-- begin INFORMATION SUPPLIED --

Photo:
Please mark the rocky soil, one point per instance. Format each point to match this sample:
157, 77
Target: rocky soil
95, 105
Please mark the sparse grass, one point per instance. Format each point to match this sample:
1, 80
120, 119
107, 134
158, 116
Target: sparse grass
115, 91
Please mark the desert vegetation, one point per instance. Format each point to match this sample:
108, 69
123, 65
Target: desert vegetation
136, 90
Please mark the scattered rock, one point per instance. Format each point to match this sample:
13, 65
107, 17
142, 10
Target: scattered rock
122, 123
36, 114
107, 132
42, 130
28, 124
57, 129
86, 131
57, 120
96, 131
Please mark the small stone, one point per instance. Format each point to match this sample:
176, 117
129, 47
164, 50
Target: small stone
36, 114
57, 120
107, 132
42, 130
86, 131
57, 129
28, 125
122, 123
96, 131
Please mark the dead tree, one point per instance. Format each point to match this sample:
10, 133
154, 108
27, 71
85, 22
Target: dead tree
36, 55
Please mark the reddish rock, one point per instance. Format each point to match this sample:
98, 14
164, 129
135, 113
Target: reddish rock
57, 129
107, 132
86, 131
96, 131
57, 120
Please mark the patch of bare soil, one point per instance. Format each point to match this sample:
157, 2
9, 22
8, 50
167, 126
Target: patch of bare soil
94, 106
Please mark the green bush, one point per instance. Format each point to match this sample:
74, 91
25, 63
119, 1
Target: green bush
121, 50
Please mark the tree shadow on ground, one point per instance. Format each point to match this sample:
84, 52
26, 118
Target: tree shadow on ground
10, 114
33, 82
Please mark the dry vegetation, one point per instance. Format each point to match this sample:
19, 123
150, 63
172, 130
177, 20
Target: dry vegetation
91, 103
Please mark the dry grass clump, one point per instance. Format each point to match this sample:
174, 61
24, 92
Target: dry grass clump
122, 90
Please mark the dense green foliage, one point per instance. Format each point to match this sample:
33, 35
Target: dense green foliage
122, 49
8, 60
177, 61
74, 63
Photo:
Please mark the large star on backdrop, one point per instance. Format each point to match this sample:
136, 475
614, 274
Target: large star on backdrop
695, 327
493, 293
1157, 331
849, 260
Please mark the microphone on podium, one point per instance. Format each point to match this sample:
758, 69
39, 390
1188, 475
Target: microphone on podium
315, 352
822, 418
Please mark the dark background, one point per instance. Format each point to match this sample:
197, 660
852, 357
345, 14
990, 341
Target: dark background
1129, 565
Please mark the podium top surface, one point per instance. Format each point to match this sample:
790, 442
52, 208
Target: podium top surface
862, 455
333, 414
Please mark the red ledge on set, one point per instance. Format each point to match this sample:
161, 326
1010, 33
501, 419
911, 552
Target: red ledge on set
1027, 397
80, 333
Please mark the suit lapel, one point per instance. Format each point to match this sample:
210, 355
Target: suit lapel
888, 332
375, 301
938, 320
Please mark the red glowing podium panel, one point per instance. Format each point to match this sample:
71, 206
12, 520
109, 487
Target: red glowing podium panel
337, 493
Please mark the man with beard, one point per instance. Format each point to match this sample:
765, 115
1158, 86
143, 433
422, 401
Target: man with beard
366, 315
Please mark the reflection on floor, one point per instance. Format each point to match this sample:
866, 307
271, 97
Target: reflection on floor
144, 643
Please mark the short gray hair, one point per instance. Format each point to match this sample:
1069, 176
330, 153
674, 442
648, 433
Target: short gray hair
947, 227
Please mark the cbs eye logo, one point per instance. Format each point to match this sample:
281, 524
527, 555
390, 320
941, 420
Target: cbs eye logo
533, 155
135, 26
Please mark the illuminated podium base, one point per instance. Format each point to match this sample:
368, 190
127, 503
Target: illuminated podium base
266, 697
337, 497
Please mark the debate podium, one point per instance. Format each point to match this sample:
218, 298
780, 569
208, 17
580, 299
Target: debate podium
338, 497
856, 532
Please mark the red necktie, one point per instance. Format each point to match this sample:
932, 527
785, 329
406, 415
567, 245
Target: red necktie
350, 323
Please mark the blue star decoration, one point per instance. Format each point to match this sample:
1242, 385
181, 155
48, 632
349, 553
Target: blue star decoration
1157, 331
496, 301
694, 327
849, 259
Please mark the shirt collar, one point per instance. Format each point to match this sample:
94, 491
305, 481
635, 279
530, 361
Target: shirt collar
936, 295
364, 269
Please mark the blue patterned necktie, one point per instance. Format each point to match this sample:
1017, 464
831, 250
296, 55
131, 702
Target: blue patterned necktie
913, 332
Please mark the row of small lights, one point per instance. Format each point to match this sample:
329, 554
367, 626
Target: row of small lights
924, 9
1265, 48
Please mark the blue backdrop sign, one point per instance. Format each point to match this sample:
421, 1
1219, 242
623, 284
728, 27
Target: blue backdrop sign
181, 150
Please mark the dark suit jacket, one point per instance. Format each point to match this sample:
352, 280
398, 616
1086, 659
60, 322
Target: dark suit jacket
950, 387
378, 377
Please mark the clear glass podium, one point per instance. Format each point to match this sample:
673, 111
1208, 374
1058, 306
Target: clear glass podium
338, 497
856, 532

-- end INFORMATION SUPPLIED --

• _YOUR GOAL_: Please reproduce only the stretch of data from the line containing "Please mark the illuminated" through the end, with "necktie" changed to "tie" throughout and nothing else altered.

• _WRITTEN REPLY_:
Please mark the illuminated podium base, one point per instance. Format each point to match this sample:
368, 190
127, 503
Target: illuminated podium base
266, 697
337, 497
Please mark the debate podium, one point per instance. Format each point to match this sample:
218, 298
780, 569
208, 17
580, 299
Target: debate podium
338, 497
856, 532
Please mark the red tie, one point per instance. Format each point to match this sample:
932, 527
785, 329
406, 415
567, 245
Target: red tie
350, 323
Please mark the blue star decoration, one point per instance. Format each point to match this sample:
1242, 385
181, 155
48, 632
349, 553
Target: blue star decoration
1157, 331
496, 301
694, 327
849, 259
Please mark the shirt collar, one point per instance. Format each point to match this sample:
94, 491
305, 481
635, 279
530, 361
Target: shirt collar
936, 295
364, 269
Please mark the blue patterned tie, one point per instance. Format each point to match this sample:
1017, 464
831, 250
296, 55
131, 702
Target: blue patterned tie
913, 332
Please mark the row of small lights, one point per instance. Format each point to match this sample:
329, 554
367, 626
Target: row of small lights
924, 9
1265, 48
Please mark the blue backdrop sign, one point per instance. Format each point to match this sample:
421, 1
1219, 242
623, 284
728, 27
Target: blue backdrop sign
181, 150
Please mark the dark suit jacket, one point per instance. Format each point to match this sample:
352, 280
398, 616
1086, 659
60, 322
Target: dark suit jacket
950, 387
378, 377
Please mark the clear glass podium, one point per instance. Format each point to match this sample:
673, 111
1208, 374
1058, 306
Target: clear glass podium
338, 497
856, 532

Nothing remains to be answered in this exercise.